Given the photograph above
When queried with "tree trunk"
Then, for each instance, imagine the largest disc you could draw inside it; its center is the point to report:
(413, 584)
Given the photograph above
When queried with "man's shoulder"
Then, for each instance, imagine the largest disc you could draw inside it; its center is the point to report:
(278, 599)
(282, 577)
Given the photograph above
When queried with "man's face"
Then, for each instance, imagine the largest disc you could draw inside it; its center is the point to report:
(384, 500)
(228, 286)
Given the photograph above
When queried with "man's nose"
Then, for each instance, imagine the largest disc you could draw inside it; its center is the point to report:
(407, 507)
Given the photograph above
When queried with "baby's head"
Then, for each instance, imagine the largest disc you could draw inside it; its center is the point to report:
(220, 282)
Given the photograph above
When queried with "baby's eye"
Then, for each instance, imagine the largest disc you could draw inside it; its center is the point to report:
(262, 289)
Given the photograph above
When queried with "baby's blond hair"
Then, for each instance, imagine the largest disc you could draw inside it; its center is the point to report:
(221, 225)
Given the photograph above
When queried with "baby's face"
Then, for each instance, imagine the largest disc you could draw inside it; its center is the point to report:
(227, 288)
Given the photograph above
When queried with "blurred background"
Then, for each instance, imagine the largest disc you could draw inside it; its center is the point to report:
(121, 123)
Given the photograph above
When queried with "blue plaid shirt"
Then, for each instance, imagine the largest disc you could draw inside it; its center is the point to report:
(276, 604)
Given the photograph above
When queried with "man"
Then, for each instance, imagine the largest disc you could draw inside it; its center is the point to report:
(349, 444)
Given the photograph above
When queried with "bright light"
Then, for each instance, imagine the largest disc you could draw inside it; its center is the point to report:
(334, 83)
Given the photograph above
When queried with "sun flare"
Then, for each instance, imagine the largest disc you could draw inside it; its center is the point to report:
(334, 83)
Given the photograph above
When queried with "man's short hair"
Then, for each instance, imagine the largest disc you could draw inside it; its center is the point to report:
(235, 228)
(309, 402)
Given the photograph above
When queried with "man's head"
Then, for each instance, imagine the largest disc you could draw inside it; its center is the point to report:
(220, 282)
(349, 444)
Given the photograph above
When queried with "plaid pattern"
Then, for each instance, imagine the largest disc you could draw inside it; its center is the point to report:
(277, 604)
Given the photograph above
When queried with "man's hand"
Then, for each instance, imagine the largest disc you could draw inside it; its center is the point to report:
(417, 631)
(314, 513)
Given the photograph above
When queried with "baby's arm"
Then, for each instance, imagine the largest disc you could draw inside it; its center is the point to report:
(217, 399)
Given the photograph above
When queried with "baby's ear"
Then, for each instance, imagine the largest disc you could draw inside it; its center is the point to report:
......
▶ **EXERCISE TASK**
Repeat all the entries exactly as given.

▶ **TASK OUTPUT**
Given the photograph above
When queried with "tree trunk"
Then, for each instance, imagine the largest disc you could draw inside it; its center is the point to report:
(413, 584)
Given the photograph above
When queried with "man's shoulder"
Then, for each instance, imagine the largest disc you could draw inside it; its center is the point to report:
(278, 599)
(282, 577)
Given the photograph above
When queried with "man's face"
Then, for each instance, imagine the largest disc you could draw inside it; its center is the point to report:
(384, 500)
(228, 286)
Given the photograph above
When queried with "man's nose"
Then, for each instance, imagine the largest disc you could draw inside it; its center is the point to report:
(407, 507)
Given the photograph above
When queried with "baby's head"
Then, for each instance, imagine the largest disc you could draw inside it; its center is the point to report:
(220, 282)
Given the photograph above
When queried with "baby's eye"
Then, for each instance, imagine the largest disc you could draw inside it; its center is the point to report:
(262, 289)
Given the photograph above
When queried with "baby's blond hair"
Then, for each instance, imagine the largest disc you could draw inside it; its center is the point to report:
(221, 225)
Given the photograph above
When queried with "baby's face"
Then, for each instance, imagine the largest disc you could draw inside it; its center is the point to report:
(227, 288)
Given the photograph above
When queried with "blurred background"
Then, for each instance, imagine the largest disc you could draw inside it; its center is the point to report:
(121, 123)
Given the photograph above
When queried with "blue plaid shirt"
Then, for each instance, imagine the largest disc you could draw inside it; its center is the point to report:
(276, 604)
Given the photograph above
When queried with "man"
Then, for each instance, imagine the largest disc you could draw inside it; its center is the point to report:
(349, 444)
Given the photograph above
When queried with "bright light"
Then, for each instance, imagine the largest disc you could draw inside it; its center is the point to report:
(334, 83)
Given the photograph above
When queried with "sun flare"
Then, for each instance, imagine the largest disc you could draw inside it; its center is the point to report:
(334, 83)
Given the photograph above
When queried with "man's short hair"
Then, for each instance, imagine the largest disc you could draw inside it; its center is the point to report:
(235, 228)
(309, 402)
Given the photograph above
When queried with "man's head"
Then, for each instance, imagine the largest disc you could draw inside it; its center is the point to report:
(220, 282)
(349, 444)
Given the photograph above
When queried with "plaid pattern"
Then, for each instance, imagine the largest disc you could draw inside it; its center is the point to report:
(277, 604)
Given the photograph above
When queried with "man's hand"
Then, for each instance, imagine the largest disc you could draw inside it; its center is the point to report:
(417, 631)
(314, 513)
Given the photograph above
When queried with "baby's arm"
Then, for each instance, imagine the largest disc you could draw inside it; its center is the point to report:
(217, 399)
Given the photograph above
When queried with "baby's ear"
Then, for each instance, imagine the largest disc you could draw inside it; its center is the point to report:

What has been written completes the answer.